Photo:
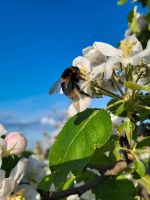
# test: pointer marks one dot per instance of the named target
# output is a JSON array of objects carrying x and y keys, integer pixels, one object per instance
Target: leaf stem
[{"x": 114, "y": 104}]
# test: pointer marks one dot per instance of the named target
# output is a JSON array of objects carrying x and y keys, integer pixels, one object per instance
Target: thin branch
[{"x": 47, "y": 195}]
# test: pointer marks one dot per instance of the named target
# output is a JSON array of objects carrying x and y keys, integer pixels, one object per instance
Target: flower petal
[
  {"x": 142, "y": 56},
  {"x": 2, "y": 130},
  {"x": 97, "y": 70},
  {"x": 6, "y": 188},
  {"x": 106, "y": 49},
  {"x": 2, "y": 176},
  {"x": 82, "y": 63},
  {"x": 18, "y": 172},
  {"x": 94, "y": 56},
  {"x": 110, "y": 65}
]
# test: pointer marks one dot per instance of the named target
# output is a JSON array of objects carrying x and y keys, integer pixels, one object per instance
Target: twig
[{"x": 47, "y": 195}]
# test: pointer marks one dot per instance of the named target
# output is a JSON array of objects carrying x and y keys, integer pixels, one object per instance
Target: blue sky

Required work: Everything above except the pictures must be restated exactly.

Exercise result:
Photo:
# test: pointer marks one dot per instance of the named target
# output is a JSON array of objects carrying x and y keys, integer pixels, one object per instance
Target: leaf stem
[{"x": 114, "y": 104}]
# test: pointer marks one dot per instance of the named target
# output is a JSON array of objects carrying x and y keys, integer pixels, one object per instance
Target: thin branch
[{"x": 47, "y": 195}]
# test: pointer marks one dot per instance of the named target
# output is a JSON array of objects carrying x and y keys, integer pixels, one object per instance
Target: flower petal
[
  {"x": 142, "y": 56},
  {"x": 2, "y": 130},
  {"x": 97, "y": 70},
  {"x": 6, "y": 188},
  {"x": 106, "y": 49},
  {"x": 2, "y": 176},
  {"x": 82, "y": 63},
  {"x": 18, "y": 172},
  {"x": 94, "y": 56},
  {"x": 110, "y": 65}
]
# test: pointer marks one dot per instance of the named target
# output is a JSON array of objects carrying x and y keys, integer pixels, one object per instance
Target: twig
[{"x": 47, "y": 195}]
# test: pointer marks one dot per instance of the named target
# output is a JSON array of objects carrying x and y keys, integer pixels, one object per instance
Target: blue sky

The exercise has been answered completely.